WHAT TO PRODUCE: Please copy the data below word for word, leaving out the pictures.

TASK MATERIAL:
┌──

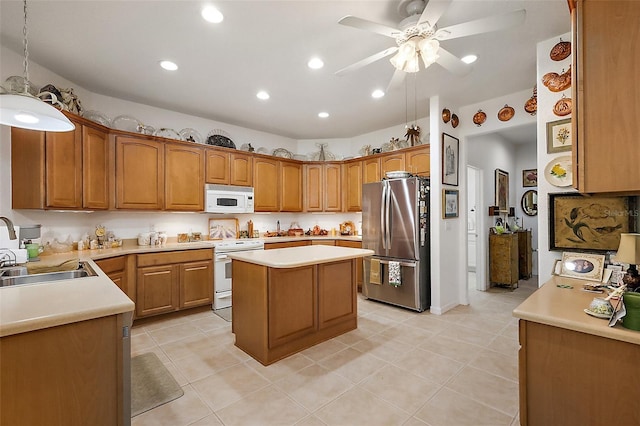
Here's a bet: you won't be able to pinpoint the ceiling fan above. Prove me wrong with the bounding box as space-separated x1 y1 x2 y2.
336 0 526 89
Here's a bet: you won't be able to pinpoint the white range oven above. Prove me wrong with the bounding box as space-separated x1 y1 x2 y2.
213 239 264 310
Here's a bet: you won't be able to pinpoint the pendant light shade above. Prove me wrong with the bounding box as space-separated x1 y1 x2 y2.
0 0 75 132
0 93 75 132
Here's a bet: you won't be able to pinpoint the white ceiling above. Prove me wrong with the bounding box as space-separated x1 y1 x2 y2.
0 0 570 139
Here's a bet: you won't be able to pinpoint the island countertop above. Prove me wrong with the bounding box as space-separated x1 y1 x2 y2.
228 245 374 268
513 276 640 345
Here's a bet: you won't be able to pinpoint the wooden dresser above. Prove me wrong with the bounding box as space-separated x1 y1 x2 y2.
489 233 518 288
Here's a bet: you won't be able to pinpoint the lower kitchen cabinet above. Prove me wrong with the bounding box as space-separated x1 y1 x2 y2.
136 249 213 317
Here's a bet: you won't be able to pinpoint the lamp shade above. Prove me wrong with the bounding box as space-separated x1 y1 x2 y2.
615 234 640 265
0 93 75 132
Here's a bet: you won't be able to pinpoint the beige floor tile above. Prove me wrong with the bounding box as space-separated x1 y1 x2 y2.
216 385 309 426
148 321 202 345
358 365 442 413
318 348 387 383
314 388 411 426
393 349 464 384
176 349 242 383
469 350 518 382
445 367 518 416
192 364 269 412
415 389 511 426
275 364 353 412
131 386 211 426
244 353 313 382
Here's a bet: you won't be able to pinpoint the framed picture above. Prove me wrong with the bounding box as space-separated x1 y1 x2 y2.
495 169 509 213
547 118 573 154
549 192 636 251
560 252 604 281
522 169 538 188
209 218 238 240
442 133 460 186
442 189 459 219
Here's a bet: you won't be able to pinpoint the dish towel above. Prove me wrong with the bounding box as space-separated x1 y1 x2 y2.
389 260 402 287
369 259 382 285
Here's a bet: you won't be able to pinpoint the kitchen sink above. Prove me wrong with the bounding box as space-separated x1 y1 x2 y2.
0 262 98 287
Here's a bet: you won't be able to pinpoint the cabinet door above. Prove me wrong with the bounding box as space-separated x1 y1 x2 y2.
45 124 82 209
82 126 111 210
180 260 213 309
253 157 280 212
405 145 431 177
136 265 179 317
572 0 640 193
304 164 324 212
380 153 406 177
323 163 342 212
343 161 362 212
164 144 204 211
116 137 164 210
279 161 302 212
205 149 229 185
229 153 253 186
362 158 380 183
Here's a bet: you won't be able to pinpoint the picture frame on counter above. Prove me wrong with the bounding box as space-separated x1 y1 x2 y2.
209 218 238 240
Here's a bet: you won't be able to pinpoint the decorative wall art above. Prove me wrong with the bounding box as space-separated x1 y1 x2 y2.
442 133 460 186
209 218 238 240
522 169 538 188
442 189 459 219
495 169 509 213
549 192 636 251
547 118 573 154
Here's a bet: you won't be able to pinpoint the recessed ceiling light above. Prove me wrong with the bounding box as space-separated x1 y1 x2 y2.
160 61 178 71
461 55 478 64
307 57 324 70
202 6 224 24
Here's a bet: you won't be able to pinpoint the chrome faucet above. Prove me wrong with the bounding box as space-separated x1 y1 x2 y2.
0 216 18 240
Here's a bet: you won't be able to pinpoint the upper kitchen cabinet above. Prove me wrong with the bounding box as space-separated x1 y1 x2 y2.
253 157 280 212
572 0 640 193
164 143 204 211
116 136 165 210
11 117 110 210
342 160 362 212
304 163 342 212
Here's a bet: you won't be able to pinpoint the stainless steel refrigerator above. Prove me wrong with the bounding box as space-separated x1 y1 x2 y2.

└──

RESULT OF THIS EXERCISE:
Here's a bet: you won't be able to pinpoint the ceiling fan above. Prove me wrong with the bounding box as space-separated x1 y1 x2 y2.
336 0 526 89
Here's a bet: you won't be able to pinpoint the white range oven above. Prove me wrong with the bounding box as space-separated x1 y1 x2 y2.
213 239 264 310
Here's a bet: you won't be able to pinpoint the pendant light shade above. Prove me wrong with the bounding box as space-separated x1 y1 x2 y2.
0 0 75 132
0 93 75 132
Here's a bet: you won't be able to pinpoint the white ceiling above. Prove me wrong with the bounding box as space-separated x1 y1 x2 y2.
0 0 570 139
Here's a bet: you won't be able to pinpoint the island countertop above. Prove me wrong with the bounding box as space-separated x1 y1 x2 y2.
228 245 374 268
513 276 640 345
Here's a bet: you won't be able to pinpoint the wooden dresser above. Prove me wrong with the bounding box as space-separated x1 y1 x2 y2.
489 233 518 288
Here's a bet: you won't be able to pinpoint the lower kitchen cabinet above. Prove me wrong with the bounding box as space-separated x1 y1 x2 y2.
136 249 213 317
Here's a bet: you won't be able to pinpoint the lamp shade above. Prove me wrong with the bounding box as space-separated x1 y1 x2 y2.
615 234 640 265
0 93 75 132
Here's a bet: you won't be able to pinpoint the beige floor tile above. Prove me wrong with the bounding box as space-separated x1 y1 x2 y2.
216 385 309 426
148 321 202 345
358 365 442 413
318 348 387 383
314 388 411 426
393 349 464 384
176 349 242 383
469 350 518 382
445 367 518 416
192 364 269 412
415 389 511 426
275 364 353 412
131 386 211 426
244 353 313 382
Here's a bet: you won't be able to pinpoint the framed picture above. Prove me wrong with the bounding box as space-separated x1 y1 x2 y2.
495 169 509 213
547 118 573 154
549 192 636 251
560 252 604 281
522 169 538 188
209 218 238 240
442 133 460 186
442 189 459 219
Here's a bet: you won't be able to pinpoint the dish towel above. Prove me wrong with the bounding box as space-separated x1 y1 x2 y2.
389 260 402 287
369 259 382 285
Here's a bet: you won't be able to pinpoint the kitchen sink above. Prove me wrong with the bounding box as space-separated x1 y1 x2 y2.
0 262 98 287
Here's a bet: you won't be able to pinpoint the cabinet door above. Prove me wrong with the bounding box as space-separated x1 y1 x2 y2.
45 124 82 209
82 126 111 210
180 260 213 309
253 157 280 212
405 145 431 177
136 265 179 317
572 0 640 193
304 164 324 212
380 153 406 177
323 163 342 212
343 161 362 212
164 144 204 211
116 137 164 210
279 161 302 212
205 149 229 185
229 153 253 186
362 158 380 183
Here's a bet: you won't be able to pinpoint the picture frame on counter above. Prove me wrong with the bounding box as space-separated x1 y1 x2 y2.
209 218 238 240
Here's a bet: you won't be able to pinpoint the decorative wall art above. Prove me wrong with the bounding box as space-separated x1 y1 x2 y2.
442 133 460 186
209 218 238 240
522 169 538 188
442 189 459 219
495 169 509 213
549 192 636 251
547 118 573 154
Here's a bet: you won't be able to pinpoint the recessed ceiling light above. Prove me wrong with the bounding box as space-separated x1 y1 x2 y2.
160 61 178 71
461 55 478 64
307 57 324 70
202 6 224 24
Here's a bet: you won't be able to pinpoint the chrome faucet above. Prove me wrong with the bounding box as space-separated x1 y1 x2 y2.
0 216 18 240
Here's a bet: you won't be able to pinpoint the upper kitchen cabinet above. Prove me wrong with the bounding box as space-separated x1 y1 x2 y2.
253 157 280 212
572 0 640 193
164 143 204 211
116 136 165 210
11 117 110 210
342 160 362 212
304 163 342 212
Here's a bet: you won't be able to pinpoint the stainless steel refrigerator above. Prove me wrong with the bounding box as space-separated x1 y1 x2 y2.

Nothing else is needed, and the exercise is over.